КОРОТКОЕ ЗАДАНИЕ 1
Перепишите из текста о бурении керна отрывок от слов «Что в результате» до слов «воду, убрать шланг...» без изменений.

ИЗВЛЕЧЁННЫЙ ТЕКСТ
◇ ◇ ◇

Что в результате получилось: естественно, буровую установку создали, но и не только у нас, к тому времени уже миноге занимались подобными работами, но скорость бурения существенно ниже, чем, к примеру, бурение скважин здесь на земле, когда у нас имеется инфраструктура, имеется возможность получить электроэнергию и доставить то или иное оборудование. И вот ещё отказ от труб связан с тем, что нам нужно извлекать весь керн на поверхность, т.е. здесь как раз интересно получить сплошной керн по всей глубине, а к чему это приводит – ведь мы не можем непрерывный керн бурить с поверхности и до конца эти 4 км, мы можем бурить ну порядка... начиналось, кстати, это порядка 2 метров за рейс бурилось, т.е. 2 метра отбурили – поднять нужно снаряд на поверхность, извлечь керн, убрать воду, убрать шланг...

Сергей Ивановский. А как керн поднимается – он просто обламывается внизу, что – там цепляется что-то?

Николай Васильев. Да, там обычные «собачки» такие прижимаются к керну, и когда снаряд поднимают вверх, они врезаются в лёд, и керн отрывается. В общем-то, такая конструкция практически у всех используется, это очевидно и очень просто и надёжно работающий способ срыва керна. Так что в связи с этим вот этот вот грузонесущий кабель чем хорош: мы ведь не разбираем трубы. Как работает обычная буровая: когда закончился рейс, и снаряд нужно поднять наверх, нам нужно разобрать всю колонну труб. Это достаточно тяжёлая и долгая операция. Здесь же кабель наматывается на барабан лебёдки и точно так же при спуске снаряда мы его опускаем вниз, сматывая с катушки барабана. Естественно, здесь существенно снижается время обслуживания снаряда на поверхности, потому что нам не нужно разбирать снаряд, т.е. увеличивается скорость пуско-подъёмных операций, соответственно, повышается вообще выход, производительность нашего бурения. Ну сразу могу сказать, что, например, на глубине 3700 м один рейс для того, чтобы поднять на поверхность 2 метра керна, занимает 5 часов, т.е. нам нужно спуститься, отбурить, подняться, вытащить керн – это вот 5 часов, поэтому за сутки, если мы круглосуточно бурим, мы можем выполнить полноценных 4 рейса, а остальное время, как правило, уходит на всякие разные – на техническое обслуживание снаряда, оборудования, и проч. Так что процесс достаточно долгий и тяжёлый.

◇ ◇ ◇

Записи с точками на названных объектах
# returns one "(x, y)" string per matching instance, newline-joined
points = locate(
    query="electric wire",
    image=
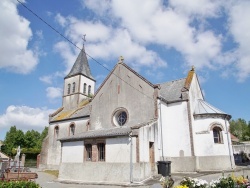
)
(68, 40)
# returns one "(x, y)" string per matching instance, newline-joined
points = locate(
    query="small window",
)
(74, 87)
(217, 133)
(101, 151)
(84, 88)
(88, 149)
(69, 88)
(72, 130)
(89, 90)
(120, 117)
(56, 131)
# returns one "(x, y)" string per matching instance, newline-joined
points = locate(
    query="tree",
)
(240, 129)
(32, 139)
(43, 135)
(30, 142)
(13, 139)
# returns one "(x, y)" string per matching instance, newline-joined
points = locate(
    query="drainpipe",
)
(161, 131)
(228, 143)
(131, 158)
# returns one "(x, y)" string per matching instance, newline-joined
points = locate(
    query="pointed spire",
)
(189, 79)
(121, 59)
(81, 66)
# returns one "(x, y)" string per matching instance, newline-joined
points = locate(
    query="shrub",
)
(19, 184)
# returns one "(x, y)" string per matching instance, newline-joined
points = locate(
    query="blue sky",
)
(159, 39)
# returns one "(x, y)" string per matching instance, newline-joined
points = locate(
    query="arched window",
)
(69, 88)
(89, 90)
(217, 133)
(120, 117)
(88, 125)
(74, 87)
(84, 88)
(56, 131)
(72, 130)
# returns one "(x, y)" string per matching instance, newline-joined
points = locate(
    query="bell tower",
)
(79, 84)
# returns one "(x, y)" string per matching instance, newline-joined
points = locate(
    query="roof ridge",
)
(172, 81)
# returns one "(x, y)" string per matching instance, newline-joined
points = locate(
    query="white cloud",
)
(25, 117)
(107, 43)
(203, 8)
(49, 79)
(99, 7)
(46, 79)
(15, 34)
(239, 27)
(61, 20)
(39, 34)
(54, 92)
(156, 23)
(68, 55)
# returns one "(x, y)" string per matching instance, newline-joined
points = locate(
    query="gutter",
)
(62, 120)
(174, 101)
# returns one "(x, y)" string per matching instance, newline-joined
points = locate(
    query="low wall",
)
(104, 172)
(205, 163)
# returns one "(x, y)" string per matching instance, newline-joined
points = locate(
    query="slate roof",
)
(202, 107)
(117, 131)
(81, 66)
(172, 91)
(82, 110)
(3, 156)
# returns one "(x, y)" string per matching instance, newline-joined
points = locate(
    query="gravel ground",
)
(46, 180)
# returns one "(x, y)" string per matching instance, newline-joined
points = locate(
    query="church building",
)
(119, 132)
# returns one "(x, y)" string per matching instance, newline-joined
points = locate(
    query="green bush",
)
(18, 184)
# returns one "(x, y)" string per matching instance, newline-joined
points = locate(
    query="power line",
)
(68, 40)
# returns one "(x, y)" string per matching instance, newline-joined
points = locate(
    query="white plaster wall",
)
(54, 149)
(118, 150)
(204, 142)
(148, 134)
(88, 82)
(71, 80)
(175, 129)
(72, 152)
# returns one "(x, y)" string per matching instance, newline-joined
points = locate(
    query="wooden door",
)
(152, 155)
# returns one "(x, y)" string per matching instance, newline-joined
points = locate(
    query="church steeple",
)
(81, 66)
(79, 84)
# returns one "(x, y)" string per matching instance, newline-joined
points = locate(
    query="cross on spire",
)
(84, 39)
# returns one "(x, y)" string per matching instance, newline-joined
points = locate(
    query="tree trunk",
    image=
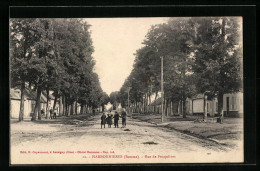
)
(76, 107)
(21, 112)
(81, 109)
(60, 106)
(39, 111)
(220, 107)
(37, 106)
(184, 108)
(155, 102)
(47, 105)
(72, 108)
(64, 105)
(55, 101)
(171, 113)
(205, 109)
(69, 110)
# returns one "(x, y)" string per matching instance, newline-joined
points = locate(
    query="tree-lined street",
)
(83, 133)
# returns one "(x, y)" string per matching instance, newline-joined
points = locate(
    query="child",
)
(103, 120)
(116, 118)
(109, 118)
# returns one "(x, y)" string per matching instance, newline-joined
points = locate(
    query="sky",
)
(115, 41)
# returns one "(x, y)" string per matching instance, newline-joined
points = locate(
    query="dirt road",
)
(79, 139)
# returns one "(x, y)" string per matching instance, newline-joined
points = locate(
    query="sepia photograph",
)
(135, 90)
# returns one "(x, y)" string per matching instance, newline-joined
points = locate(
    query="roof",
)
(198, 96)
(157, 101)
(50, 95)
(15, 94)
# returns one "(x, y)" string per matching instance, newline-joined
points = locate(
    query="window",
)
(233, 102)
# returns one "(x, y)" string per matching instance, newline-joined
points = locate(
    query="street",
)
(80, 139)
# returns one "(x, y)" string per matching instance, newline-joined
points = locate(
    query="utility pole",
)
(162, 93)
(128, 105)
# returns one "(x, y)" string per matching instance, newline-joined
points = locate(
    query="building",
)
(195, 105)
(29, 102)
(233, 104)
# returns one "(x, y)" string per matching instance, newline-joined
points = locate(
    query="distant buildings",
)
(29, 102)
(232, 106)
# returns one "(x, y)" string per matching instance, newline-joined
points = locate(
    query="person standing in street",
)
(116, 118)
(103, 120)
(123, 115)
(109, 120)
(51, 113)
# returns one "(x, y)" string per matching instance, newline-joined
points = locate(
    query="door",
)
(227, 105)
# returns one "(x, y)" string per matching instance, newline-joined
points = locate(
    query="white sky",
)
(115, 40)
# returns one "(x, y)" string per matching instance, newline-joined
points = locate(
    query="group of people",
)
(52, 113)
(108, 119)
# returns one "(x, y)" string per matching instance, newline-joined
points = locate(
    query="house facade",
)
(29, 102)
(195, 105)
(233, 104)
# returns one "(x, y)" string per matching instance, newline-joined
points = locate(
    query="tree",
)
(23, 35)
(218, 57)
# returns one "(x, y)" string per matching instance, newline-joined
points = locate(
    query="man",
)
(123, 115)
(51, 113)
(103, 120)
(116, 118)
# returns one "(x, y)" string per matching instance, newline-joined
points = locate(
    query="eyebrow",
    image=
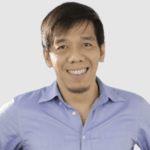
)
(83, 37)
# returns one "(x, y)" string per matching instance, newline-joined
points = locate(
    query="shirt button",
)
(74, 113)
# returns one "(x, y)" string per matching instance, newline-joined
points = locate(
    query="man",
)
(78, 111)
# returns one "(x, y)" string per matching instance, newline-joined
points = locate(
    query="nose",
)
(76, 56)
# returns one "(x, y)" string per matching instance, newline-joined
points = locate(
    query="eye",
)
(62, 47)
(87, 44)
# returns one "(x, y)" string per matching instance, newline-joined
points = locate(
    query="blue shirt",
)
(42, 120)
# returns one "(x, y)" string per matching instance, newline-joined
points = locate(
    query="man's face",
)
(77, 49)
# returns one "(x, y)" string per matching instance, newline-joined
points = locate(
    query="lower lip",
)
(80, 76)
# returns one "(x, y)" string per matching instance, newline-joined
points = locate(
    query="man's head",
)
(73, 37)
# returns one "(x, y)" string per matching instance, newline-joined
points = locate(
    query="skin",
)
(75, 52)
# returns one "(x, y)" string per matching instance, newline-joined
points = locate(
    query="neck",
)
(82, 100)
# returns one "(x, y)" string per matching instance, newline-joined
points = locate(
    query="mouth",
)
(78, 76)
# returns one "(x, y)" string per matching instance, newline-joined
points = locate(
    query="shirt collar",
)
(105, 91)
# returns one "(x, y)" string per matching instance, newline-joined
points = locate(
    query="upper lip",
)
(77, 68)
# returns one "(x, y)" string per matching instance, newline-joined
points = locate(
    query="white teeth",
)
(78, 72)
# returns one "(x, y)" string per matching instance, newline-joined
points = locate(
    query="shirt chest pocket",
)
(114, 141)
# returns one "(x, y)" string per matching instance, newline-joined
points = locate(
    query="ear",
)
(47, 58)
(102, 52)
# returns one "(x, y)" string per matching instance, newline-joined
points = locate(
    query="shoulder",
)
(128, 96)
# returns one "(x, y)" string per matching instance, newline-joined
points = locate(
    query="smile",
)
(78, 72)
(78, 75)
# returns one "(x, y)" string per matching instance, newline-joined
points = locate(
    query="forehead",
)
(85, 29)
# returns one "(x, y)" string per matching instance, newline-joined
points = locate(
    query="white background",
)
(127, 35)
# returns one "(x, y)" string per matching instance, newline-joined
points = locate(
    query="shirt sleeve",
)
(143, 137)
(9, 129)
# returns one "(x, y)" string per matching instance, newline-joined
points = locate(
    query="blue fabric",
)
(42, 120)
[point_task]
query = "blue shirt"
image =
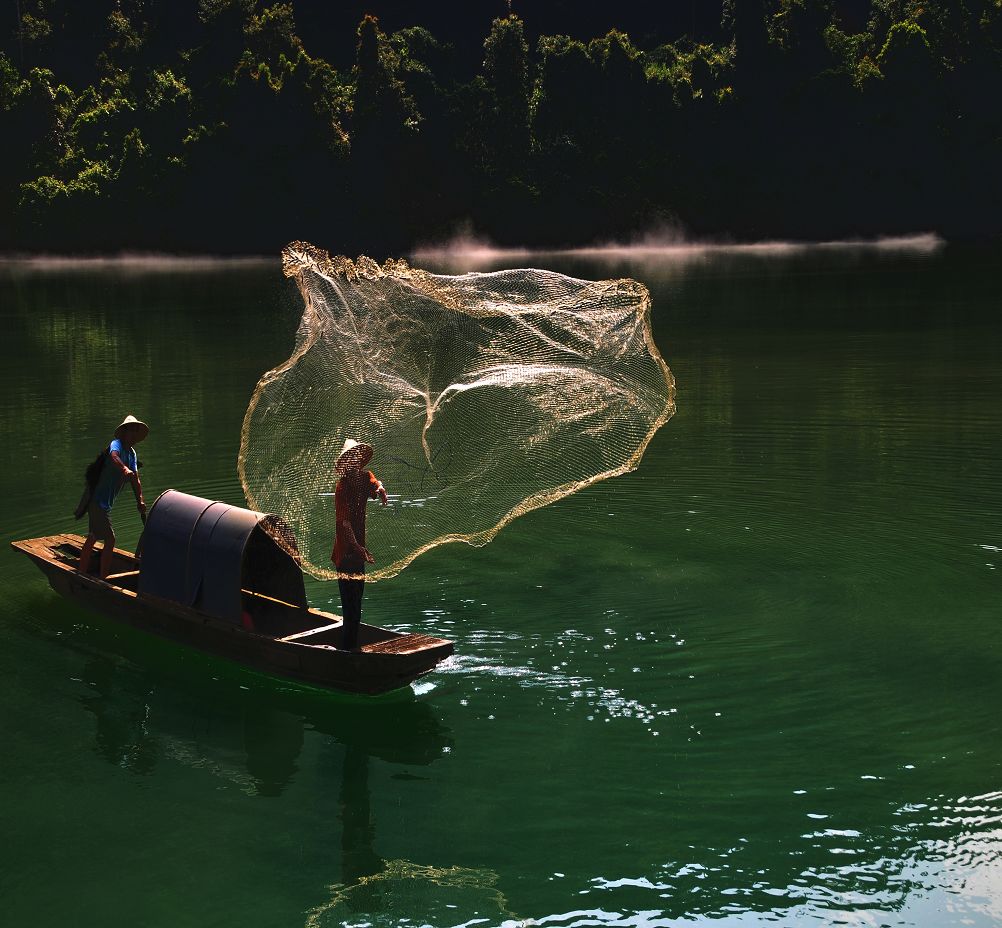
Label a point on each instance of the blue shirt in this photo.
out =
(111, 480)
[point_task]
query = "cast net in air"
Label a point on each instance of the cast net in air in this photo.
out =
(485, 396)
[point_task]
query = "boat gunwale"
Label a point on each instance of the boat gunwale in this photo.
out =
(42, 551)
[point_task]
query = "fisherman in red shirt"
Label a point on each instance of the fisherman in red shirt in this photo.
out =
(354, 489)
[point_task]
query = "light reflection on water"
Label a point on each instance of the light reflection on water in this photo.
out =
(755, 681)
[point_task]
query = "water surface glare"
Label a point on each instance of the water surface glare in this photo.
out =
(759, 680)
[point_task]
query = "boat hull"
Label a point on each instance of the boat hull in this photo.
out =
(386, 660)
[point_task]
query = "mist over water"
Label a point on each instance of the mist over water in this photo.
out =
(756, 681)
(467, 251)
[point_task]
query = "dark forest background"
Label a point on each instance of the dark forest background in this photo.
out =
(237, 125)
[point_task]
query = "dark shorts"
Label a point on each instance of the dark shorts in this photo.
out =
(99, 522)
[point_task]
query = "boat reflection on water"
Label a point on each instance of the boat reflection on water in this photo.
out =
(262, 738)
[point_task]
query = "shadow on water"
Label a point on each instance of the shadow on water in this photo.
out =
(154, 704)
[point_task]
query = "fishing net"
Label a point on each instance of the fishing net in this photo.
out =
(485, 396)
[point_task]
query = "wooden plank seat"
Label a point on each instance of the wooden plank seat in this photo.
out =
(305, 634)
(122, 575)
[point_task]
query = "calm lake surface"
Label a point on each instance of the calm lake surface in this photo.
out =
(757, 680)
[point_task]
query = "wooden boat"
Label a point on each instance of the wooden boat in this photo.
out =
(226, 580)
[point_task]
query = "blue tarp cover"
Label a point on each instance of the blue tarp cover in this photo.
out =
(202, 553)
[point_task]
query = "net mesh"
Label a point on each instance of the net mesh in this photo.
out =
(485, 396)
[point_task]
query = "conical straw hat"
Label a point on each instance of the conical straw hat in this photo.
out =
(131, 420)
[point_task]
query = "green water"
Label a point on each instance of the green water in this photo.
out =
(758, 680)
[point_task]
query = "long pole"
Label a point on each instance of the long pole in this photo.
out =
(20, 32)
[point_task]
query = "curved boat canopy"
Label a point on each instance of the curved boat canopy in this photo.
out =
(206, 554)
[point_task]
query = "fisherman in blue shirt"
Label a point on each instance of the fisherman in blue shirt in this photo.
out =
(121, 466)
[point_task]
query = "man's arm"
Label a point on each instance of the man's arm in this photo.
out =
(133, 477)
(377, 488)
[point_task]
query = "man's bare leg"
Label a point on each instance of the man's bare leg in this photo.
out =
(85, 552)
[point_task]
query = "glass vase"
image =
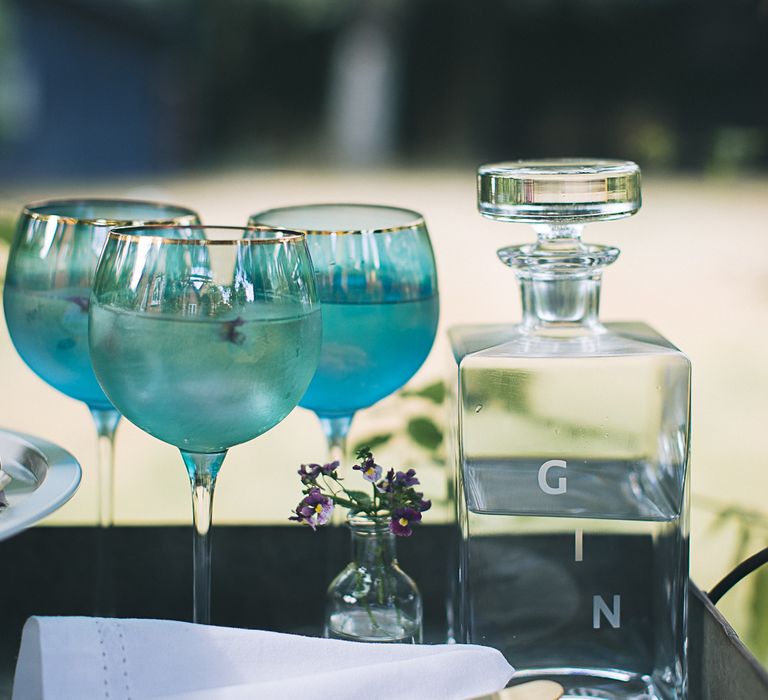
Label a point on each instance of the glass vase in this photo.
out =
(373, 599)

◇ ◇ ◇

КОРОТКОЕ ЗАДАНИЕ 2
Выпишите из листинга каждую строку, где встречается слово «conical», с учётом регистра.

РЕШЕНИЕ УПРАЖНЕНИЯ 1
Что в результате получилось: естественно, буровую установку создали, но и не только у нас, к тому времени уже миноге занимались подобными работами, но скорость бурения существенно ниже, чем, к примеру, бурение скважин здесь на земле, когда у нас имеется инфраструктура, имеется возможность получить электроэнергию и доставить то или иное оборудование. И вот ещё отказ от труб связан с тем, что нам нужно извлекать весь керн на поверхность, т.е. здесь как раз интересно получить сплошной керн по всей глубине, а к чему это приводит – ведь мы не можем непрерывный керн бурить с поверхности и до конца эти 4 км, мы можем бурить ну порядка... начиналось, кстати, это порядка 2 метров за рейс бурилось, т.е. 2 метра отбурили – поднять нужно снаряд на поверхность, извлечь керн, убрать воду, убрать шланг...

РЕШЕНИЕ УПРАЖНЕНИЯ 2
query = "conical straw hat"
Label a point on each instance of the conical straw hat in this photo.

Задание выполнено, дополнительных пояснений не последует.